• **Work instructions**
(1) In the spit-wad projectile problem, what total speed can the spit-wad be shot from the straw?
(2) Carry on the spit-wad projectile problem, picking up right after its final sentence.

• **Provided text**
══════════

While sitting in a math class, you become curious and decide to put the math and your physics to work in a practical way. If you can shoot a spit-wad from a straw with a total speed of 6 m/s, at what angle would you have to shoot it in order for it to hit a blackboard that is 1 m from you, at a height that is even with your mouth? Keep in mind a trig identity: 2sin theta cos theta = sin2theta.

Question

While sitting in a math class, you become curious and decide to put the math and your physics to work in a practical way.  If you can shoot a spit-wad from a straw with a total speed of 6 m/s, at what angle would you have to shoot it in order for it to hit a blackboard that is 1 m from you, at a height that is even with your mouth?  Keep in mind a trig identity:  2sin theta cos theta  =  sin2theta.

══════════

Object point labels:
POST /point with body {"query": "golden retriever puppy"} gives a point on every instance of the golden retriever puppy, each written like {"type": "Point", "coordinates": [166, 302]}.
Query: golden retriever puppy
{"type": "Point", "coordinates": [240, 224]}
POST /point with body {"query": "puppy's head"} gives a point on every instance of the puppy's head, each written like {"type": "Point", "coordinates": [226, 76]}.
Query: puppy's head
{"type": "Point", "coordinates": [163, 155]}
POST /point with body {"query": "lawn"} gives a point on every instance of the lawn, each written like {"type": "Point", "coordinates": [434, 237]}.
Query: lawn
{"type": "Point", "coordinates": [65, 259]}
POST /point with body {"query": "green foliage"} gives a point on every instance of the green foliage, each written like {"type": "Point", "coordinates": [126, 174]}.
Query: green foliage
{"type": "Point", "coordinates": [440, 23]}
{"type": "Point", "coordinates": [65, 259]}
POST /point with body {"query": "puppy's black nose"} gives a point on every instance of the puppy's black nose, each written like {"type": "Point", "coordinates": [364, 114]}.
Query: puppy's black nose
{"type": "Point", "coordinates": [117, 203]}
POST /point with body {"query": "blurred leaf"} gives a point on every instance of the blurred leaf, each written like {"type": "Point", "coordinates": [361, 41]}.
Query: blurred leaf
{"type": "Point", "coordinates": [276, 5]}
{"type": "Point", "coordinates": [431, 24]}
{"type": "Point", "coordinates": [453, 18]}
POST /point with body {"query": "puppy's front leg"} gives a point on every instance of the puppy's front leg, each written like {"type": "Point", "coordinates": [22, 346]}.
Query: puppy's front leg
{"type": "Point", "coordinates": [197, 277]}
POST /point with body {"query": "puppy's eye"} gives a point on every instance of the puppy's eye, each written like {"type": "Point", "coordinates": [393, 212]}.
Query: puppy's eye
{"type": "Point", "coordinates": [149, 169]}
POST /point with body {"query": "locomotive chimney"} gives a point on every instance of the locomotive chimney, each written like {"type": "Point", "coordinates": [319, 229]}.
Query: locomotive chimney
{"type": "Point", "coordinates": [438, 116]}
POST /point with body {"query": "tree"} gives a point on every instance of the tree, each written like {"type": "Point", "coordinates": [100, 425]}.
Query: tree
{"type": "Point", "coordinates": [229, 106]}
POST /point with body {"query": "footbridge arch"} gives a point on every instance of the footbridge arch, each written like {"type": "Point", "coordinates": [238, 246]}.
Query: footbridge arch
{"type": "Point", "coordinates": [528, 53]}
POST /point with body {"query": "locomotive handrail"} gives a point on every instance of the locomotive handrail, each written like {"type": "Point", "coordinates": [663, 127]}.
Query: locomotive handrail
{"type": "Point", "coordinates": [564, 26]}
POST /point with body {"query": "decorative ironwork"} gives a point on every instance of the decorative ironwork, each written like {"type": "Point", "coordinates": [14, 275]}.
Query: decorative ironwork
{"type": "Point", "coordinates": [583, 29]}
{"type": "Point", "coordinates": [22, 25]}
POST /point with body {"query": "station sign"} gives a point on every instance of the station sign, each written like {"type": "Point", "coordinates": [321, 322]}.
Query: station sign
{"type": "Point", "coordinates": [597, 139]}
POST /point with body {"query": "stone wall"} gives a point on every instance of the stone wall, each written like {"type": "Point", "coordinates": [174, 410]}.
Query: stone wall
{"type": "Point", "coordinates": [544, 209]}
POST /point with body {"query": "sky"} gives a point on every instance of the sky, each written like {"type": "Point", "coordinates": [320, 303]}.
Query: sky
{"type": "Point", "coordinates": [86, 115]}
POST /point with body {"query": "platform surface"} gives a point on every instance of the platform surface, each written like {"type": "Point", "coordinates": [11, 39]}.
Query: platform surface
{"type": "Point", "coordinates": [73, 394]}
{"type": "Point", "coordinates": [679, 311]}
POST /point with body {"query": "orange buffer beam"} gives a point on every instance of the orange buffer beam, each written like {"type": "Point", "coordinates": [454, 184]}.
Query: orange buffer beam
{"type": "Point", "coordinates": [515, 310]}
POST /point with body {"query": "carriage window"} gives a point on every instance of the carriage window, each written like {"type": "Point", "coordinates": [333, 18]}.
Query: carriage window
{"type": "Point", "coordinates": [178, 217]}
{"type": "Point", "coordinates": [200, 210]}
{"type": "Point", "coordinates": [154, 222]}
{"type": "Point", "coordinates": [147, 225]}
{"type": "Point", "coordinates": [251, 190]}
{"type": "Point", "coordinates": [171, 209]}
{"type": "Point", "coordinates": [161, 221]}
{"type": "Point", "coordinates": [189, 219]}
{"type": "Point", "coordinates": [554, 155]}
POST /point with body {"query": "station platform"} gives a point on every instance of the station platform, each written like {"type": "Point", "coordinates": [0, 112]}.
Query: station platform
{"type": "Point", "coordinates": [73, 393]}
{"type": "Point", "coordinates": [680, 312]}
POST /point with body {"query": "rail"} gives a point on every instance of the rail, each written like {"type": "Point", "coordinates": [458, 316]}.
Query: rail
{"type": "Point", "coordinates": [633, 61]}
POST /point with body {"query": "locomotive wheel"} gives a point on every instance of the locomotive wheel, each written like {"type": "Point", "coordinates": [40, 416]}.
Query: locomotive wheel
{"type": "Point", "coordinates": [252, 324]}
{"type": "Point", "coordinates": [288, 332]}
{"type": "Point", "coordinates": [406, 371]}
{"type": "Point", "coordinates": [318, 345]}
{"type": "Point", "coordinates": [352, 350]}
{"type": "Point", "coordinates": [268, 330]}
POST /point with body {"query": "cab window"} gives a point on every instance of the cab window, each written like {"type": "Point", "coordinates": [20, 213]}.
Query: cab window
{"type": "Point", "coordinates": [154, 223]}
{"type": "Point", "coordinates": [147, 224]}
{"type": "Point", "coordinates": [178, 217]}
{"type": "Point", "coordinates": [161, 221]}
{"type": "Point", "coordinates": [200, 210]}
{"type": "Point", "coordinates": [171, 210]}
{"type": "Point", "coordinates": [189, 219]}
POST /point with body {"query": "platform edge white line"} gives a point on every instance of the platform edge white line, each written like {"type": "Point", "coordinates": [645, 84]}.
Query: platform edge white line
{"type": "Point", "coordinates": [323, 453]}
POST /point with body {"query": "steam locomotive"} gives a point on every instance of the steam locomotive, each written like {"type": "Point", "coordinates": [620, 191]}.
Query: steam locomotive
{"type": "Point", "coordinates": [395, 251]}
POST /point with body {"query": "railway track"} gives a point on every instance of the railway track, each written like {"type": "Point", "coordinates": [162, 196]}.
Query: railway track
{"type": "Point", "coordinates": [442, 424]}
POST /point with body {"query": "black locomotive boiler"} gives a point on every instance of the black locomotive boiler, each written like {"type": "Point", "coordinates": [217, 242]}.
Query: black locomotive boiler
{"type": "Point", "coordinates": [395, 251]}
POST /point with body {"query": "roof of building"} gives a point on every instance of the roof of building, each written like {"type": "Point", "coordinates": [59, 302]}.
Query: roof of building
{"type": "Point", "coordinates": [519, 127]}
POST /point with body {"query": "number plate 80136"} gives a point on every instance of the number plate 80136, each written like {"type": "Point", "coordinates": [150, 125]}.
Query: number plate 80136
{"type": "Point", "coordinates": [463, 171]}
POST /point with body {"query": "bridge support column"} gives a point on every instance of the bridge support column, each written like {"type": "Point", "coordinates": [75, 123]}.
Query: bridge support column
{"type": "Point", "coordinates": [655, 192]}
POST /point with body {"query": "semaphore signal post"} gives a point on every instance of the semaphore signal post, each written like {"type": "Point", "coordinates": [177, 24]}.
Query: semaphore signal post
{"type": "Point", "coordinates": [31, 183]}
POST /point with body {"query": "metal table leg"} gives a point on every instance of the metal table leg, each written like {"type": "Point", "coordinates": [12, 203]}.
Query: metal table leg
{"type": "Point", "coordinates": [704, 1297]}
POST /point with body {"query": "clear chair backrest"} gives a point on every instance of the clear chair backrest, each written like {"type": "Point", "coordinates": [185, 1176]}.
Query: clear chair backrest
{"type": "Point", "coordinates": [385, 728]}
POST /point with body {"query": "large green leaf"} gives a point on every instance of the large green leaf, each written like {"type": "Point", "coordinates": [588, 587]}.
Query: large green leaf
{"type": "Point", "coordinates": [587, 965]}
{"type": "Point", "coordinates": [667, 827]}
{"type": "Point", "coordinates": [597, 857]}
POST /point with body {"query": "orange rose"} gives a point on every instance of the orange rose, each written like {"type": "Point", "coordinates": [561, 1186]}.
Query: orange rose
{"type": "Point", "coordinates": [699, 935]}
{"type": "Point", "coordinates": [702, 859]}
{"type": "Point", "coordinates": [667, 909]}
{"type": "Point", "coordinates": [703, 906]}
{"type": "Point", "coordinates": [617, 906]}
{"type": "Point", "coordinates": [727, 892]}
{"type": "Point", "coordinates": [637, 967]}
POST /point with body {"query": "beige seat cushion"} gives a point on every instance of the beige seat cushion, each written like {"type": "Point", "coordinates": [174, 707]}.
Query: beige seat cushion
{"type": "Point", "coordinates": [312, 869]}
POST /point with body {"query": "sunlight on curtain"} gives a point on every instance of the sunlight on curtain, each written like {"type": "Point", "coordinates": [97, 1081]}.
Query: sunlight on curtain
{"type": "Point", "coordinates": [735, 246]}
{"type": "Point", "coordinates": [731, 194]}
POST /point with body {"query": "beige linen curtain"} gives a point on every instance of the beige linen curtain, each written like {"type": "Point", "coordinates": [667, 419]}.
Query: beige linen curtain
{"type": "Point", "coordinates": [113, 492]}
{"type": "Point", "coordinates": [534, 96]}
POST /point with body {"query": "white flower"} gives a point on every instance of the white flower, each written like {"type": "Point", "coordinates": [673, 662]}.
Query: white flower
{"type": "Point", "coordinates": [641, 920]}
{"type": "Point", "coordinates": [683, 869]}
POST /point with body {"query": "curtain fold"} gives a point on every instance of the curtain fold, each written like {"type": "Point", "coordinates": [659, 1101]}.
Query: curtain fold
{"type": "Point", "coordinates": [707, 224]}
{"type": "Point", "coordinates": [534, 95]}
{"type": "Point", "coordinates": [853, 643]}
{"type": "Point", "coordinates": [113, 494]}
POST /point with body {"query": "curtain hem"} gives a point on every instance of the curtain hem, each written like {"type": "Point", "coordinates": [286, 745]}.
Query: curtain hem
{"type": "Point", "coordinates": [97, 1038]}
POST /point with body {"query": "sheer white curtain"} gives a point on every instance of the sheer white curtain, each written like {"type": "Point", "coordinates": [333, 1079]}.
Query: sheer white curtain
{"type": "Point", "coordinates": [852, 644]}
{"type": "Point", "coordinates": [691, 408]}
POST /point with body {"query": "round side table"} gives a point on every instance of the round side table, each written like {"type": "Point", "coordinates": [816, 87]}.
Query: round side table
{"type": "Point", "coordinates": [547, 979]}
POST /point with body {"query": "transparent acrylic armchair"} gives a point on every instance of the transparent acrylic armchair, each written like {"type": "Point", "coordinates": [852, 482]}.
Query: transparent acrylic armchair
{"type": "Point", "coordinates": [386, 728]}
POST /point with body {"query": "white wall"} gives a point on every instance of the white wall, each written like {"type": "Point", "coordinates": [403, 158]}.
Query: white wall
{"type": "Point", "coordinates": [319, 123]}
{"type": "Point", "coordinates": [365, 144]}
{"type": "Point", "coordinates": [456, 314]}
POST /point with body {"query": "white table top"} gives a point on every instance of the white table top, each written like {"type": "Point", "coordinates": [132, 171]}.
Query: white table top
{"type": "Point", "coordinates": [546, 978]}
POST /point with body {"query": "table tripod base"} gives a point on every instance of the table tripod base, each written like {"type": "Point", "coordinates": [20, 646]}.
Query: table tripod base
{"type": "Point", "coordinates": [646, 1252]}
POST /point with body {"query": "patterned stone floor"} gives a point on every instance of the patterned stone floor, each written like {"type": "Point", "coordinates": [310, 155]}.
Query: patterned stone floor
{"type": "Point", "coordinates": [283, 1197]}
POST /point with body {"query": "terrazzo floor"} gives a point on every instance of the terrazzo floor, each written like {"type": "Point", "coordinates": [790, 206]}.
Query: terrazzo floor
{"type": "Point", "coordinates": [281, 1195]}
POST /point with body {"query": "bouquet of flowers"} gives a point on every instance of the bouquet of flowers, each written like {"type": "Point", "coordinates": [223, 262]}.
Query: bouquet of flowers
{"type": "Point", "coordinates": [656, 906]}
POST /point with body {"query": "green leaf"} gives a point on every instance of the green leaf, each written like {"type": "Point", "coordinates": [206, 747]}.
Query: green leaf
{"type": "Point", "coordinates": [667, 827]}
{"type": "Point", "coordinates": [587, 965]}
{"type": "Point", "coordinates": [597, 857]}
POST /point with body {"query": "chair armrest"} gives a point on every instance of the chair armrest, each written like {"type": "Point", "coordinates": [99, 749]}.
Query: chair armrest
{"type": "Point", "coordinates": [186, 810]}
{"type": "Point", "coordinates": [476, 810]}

══════════

• **Outputs**
(1) 6 m/s

(2)
First off, why does it even have to be pointed at an angle (as opposed to straight ahead), and what is the approach to finding the angle once I've drawn it out, considering the velocity?

bobpursley · Answer

find time in air:
in the vertical direction:
hf=hi+6sinTheta*t-4.9t^2
but hf=hi=0, so t= 6sinTheta/4.9
in the horizontal direction:
distance=velocity*time
1m=6cosTheta*6sinTheta/4.9
Now you can use the angle formula you were given.

Steve · Answer

the article in wikipedia on Trajectory explains this well. And of course there has to be an angle. It takes some time for the spit wad to get to the target, and it drops during that interval ...